◆ **Your assignment**
Output all records precisely as written.

◆ **Record excerpts**
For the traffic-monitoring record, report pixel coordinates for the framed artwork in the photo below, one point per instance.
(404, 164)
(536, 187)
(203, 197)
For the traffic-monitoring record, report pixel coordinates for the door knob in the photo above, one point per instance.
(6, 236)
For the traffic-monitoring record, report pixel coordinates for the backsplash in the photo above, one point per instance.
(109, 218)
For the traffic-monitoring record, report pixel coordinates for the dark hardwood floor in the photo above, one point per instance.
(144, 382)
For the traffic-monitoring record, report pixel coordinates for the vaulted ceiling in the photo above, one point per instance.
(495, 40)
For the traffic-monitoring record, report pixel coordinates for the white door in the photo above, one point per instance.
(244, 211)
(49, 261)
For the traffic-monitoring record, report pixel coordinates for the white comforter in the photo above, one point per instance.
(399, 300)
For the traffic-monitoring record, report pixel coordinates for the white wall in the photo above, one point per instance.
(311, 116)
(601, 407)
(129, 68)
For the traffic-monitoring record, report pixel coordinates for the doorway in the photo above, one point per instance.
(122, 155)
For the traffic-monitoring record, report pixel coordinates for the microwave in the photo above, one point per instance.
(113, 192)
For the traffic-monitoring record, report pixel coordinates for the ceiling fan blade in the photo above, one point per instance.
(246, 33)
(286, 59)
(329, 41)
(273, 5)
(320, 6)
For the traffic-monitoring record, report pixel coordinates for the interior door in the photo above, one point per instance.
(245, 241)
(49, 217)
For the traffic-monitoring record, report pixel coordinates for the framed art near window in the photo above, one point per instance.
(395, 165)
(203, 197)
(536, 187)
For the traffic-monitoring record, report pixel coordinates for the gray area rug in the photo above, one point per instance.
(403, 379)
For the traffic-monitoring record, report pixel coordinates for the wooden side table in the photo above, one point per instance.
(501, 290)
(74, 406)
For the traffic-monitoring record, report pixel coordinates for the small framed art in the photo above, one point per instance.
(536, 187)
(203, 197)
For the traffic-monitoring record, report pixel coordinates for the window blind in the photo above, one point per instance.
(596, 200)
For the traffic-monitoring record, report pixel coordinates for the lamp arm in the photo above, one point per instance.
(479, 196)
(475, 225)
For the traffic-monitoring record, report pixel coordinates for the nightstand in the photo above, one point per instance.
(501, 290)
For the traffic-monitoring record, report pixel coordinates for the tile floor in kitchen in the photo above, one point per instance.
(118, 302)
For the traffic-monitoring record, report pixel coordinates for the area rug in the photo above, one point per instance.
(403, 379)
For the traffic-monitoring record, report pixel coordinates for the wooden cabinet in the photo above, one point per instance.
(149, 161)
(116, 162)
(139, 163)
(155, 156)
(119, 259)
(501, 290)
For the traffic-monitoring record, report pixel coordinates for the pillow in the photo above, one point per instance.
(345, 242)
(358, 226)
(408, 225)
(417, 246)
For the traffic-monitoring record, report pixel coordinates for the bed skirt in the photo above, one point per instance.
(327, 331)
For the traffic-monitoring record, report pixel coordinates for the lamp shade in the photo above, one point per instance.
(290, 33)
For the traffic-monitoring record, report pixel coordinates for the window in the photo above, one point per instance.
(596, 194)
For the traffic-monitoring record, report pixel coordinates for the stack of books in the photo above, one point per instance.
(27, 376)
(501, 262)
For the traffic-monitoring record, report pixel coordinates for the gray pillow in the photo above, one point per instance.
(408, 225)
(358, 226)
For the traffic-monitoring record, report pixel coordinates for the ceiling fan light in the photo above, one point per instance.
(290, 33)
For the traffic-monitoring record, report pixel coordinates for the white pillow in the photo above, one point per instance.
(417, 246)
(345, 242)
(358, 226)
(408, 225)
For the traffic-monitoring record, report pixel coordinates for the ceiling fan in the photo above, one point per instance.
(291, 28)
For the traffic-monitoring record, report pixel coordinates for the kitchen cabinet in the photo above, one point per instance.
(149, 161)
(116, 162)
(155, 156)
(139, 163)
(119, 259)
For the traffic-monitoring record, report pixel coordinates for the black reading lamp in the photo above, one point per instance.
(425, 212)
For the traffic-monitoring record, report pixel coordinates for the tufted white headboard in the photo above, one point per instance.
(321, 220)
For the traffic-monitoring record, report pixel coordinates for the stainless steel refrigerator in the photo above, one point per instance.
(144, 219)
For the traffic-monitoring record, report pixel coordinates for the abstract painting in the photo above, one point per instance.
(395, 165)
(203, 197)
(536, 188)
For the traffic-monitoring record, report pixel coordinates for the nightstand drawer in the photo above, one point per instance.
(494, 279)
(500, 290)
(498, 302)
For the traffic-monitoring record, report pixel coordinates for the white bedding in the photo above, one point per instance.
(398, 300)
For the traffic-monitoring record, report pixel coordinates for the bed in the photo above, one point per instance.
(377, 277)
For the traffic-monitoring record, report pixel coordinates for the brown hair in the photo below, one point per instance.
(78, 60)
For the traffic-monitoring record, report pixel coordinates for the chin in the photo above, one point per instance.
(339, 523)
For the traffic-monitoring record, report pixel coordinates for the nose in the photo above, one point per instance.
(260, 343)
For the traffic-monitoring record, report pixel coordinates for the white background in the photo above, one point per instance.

◆ **Answer for this exercise**
For the traffic-monitoring record, report pixel coordinates for the framed artwork in the photo below, one point per instance.
(404, 164)
(536, 187)
(203, 197)
For the traffic-monitoring record, report pixel coordinates for the door knob in the photo above, one point per instance.
(6, 236)
For the traffic-monitoring record, report pixel coordinates for the backsplash in the photo above, one point per instance.
(109, 218)
For the traffic-monitoring record, report pixel coordinates for the dark hardwood floor in the photo above, one point per instance.
(144, 382)
For the traffic-monitoring record, report pixel coordinates for the vaulted ceiling in the photo above, one point per instance.
(495, 40)
For the traffic-monitoring record, report pixel coordinates for the white door in the photo above, one point per instance.
(244, 211)
(49, 261)
For the traffic-monitoring record, report pixel coordinates for the white comforter in the photo above, one point per instance.
(399, 300)
For the traffic-monitoring record, report pixel coordinates for the white wall in the photo above, one point per instance.
(311, 116)
(601, 407)
(129, 68)
For the traffic-monitoring record, report pixel coordinates for the doorway in the photo above, one point per instance.
(122, 155)
For the traffic-monitoring record, report pixel coordinates for the microwave in the photo above, one point per instance.
(113, 192)
For the traffic-monitoring record, report pixel coordinates for the ceiling fan blade in the photo above, one point per instance.
(246, 33)
(286, 59)
(329, 41)
(273, 5)
(320, 6)
For the traffic-monitoring record, report pixel coordinates for the interior door in the photo above, one point per instance.
(245, 241)
(49, 217)
For the traffic-monitoring record, report pixel coordinates for the framed art near window in the photo above, one point per instance.
(395, 165)
(203, 197)
(536, 187)
For the traffic-monitoring record, report pixel coordinates for the gray area rug in the photo above, one point per instance.
(403, 379)
For the traffic-monitoring record, report pixel coordinates for the wooden side table in the photo above, one point per instance.
(501, 290)
(74, 406)
For the traffic-monitoring record, report pixel coordinates for the small framed art in the photo above, one point per instance.
(536, 187)
(203, 197)
For the traffic-monitoring record, report pixel coordinates for the window blind in the photo above, one point per instance.
(596, 200)
For the traffic-monitoring record, report pixel coordinates for the lamp arm in the photo above, one point per instance.
(479, 196)
(475, 225)
For the traffic-monitoring record, report pixel coordinates for the nightstand in the photo above, one point per instance.
(501, 290)
For the traffic-monitoring record, report pixel coordinates for the tile floor in kitchen in the photo above, one point per instance.
(118, 302)
For the traffic-monitoring record, report pixel coordinates for the area rug in the photo above, one point per instance.
(403, 379)
For the traffic-monitoring record, report pixel coordinates for the wooden cabinet in the photo above, one point per instance.
(149, 161)
(116, 162)
(139, 163)
(155, 156)
(119, 259)
(501, 290)
For the traffic-monitoring record, report pixel coordinates for the pillow in the photo above, one point per instance.
(345, 242)
(358, 226)
(408, 225)
(417, 246)
For the traffic-monitoring record, report pixel coordinates for the bed skirt in the photo above, one point per instance.
(327, 331)
For the traffic-monitoring record, report pixel coordinates for the lamp shade in the photo above, one point per instance.
(290, 33)
For the traffic-monitoring record, report pixel coordinates for the window in the photo above, one point per instance.
(596, 194)
For the traffic-monitoring record, report pixel coordinates for the stack of books in the photo above, one point per instance.
(27, 376)
(501, 262)
For the traffic-monitoring record, report pixel coordinates for the gray pillow in the photo above, one point per instance.
(408, 225)
(358, 226)
For the traffic-monitoring record, report pixel coordinates for the ceiling fan light in the photo above, one point per instance.
(290, 33)
For the traffic-monitoring record, report pixel coordinates for the white pillow in the photo above, one point per instance.
(417, 246)
(345, 242)
(358, 226)
(408, 225)
For the traffic-monitoring record, report pixel coordinates for the ceiling fan in the photo above, one point per instance.
(291, 28)
For the traffic-monitoring record, report pixel coordinates for the kitchen cabinet in the photo above, one point per instance.
(149, 161)
(116, 162)
(155, 156)
(139, 163)
(119, 259)
For the traffic-monitoring record, report pixel coordinates for the black reading lamp in the photo above, one point per instance.
(425, 212)
For the traffic-monitoring record, report pixel coordinates for the tufted white headboard in the photo above, one point per instance.
(321, 220)
For the traffic-monitoring record, report pixel coordinates for the stainless steel refrigerator in the photo above, one point per instance.
(144, 219)
For the traffic-monitoring record, report pixel coordinates for the abstract painting in the photo above, one point per instance.
(395, 165)
(203, 197)
(536, 188)
For the traffic-monitoring record, report pixel coordinates for the nightstand drawer in the photo above, one point per instance.
(494, 279)
(500, 290)
(498, 302)
For the traffic-monitoring record, report pixel coordinates for the white bedding in the photo above, one point per instance.
(398, 300)
For the traffic-monitoring record, report pixel coordinates for the bed in the photo above, one point per instance.
(377, 277)
For the traffic-monitoring record, report pixel coordinates for the brown hair in the photo below, one point per instance.
(78, 60)
For the traffic-monitoring record, report pixel coordinates for the chin in the photo above, one point per instance.
(339, 523)
For the traffic-monitoring record, report pixel coordinates for the nose in the photo above, one point per instance.
(260, 343)
For the traffic-monitoring record, report pixel coordinates for the white background in the photo above, one point per instance.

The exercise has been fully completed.